(Dataset items)
_____
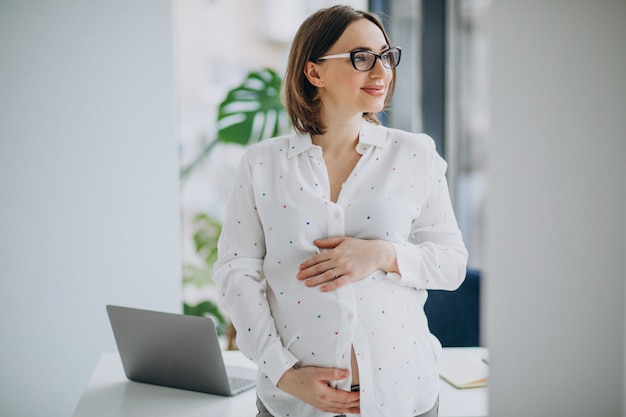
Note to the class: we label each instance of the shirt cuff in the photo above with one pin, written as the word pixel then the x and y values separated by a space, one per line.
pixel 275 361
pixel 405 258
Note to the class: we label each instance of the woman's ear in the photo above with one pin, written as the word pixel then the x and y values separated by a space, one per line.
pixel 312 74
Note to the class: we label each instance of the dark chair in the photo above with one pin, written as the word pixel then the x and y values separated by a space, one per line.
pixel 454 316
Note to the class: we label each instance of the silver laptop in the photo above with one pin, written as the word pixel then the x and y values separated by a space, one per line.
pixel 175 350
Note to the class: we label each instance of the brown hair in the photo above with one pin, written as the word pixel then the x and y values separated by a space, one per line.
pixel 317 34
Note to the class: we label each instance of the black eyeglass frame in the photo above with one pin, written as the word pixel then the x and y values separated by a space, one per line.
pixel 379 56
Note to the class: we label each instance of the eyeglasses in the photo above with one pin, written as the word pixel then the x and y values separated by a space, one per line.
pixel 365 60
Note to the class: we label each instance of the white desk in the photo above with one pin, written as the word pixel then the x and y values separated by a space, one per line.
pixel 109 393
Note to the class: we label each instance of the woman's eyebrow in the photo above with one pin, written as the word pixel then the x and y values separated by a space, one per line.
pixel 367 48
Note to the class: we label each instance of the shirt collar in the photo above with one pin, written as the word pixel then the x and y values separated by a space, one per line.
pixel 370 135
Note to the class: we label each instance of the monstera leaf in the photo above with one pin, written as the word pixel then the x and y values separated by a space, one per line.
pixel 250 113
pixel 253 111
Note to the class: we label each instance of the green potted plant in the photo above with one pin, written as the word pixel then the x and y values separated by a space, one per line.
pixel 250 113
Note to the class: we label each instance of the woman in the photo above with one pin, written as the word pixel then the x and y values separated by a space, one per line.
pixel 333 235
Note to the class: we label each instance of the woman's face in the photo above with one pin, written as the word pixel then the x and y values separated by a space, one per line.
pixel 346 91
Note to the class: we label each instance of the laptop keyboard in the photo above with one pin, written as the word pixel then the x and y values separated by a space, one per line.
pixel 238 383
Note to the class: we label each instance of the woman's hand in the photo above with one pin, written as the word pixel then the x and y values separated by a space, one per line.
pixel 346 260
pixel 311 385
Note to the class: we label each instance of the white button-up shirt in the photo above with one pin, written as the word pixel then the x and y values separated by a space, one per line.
_____
● SET EXERCISE: Give as a numbered list the lines of the data above, starting at the line containing "Note to the class: we label each instance of the silver" and ending at the line containing "pixel 367 48", both included.

● THE RESPONSE:
1. Note to the class: we label each instance of the silver laptop in the photo above with one pin, written as the word pixel then the x and y values separated by a space, one per line.
2. pixel 175 350
3. Note to the class: we label each instance of the brown hair in the photo above with one pin, written as the word pixel then the x and y values separated by a space, one per line.
4. pixel 317 34
5. Note to the class: we label each instance of the black eyeglass frame in the photo above with one pin, written as the word pixel then the x and y values separated by a space, one per line.
6. pixel 379 56
7. Note to the class: we label each instance of the eyeglasses in the photo above with one pin, written as the word pixel then the x and y values separated by a space, one per line.
8. pixel 365 60
9. Note to the class: we label each instance of the white desk in the photo above with one pin, written as the word pixel then the x and y values separated by a space, one per line.
10. pixel 109 393
11. Note to the class: we label each instance of the woman's eyebrow in the photo above with one pin, written as the word pixel then the x and y values separated by a space, one per line.
12. pixel 367 48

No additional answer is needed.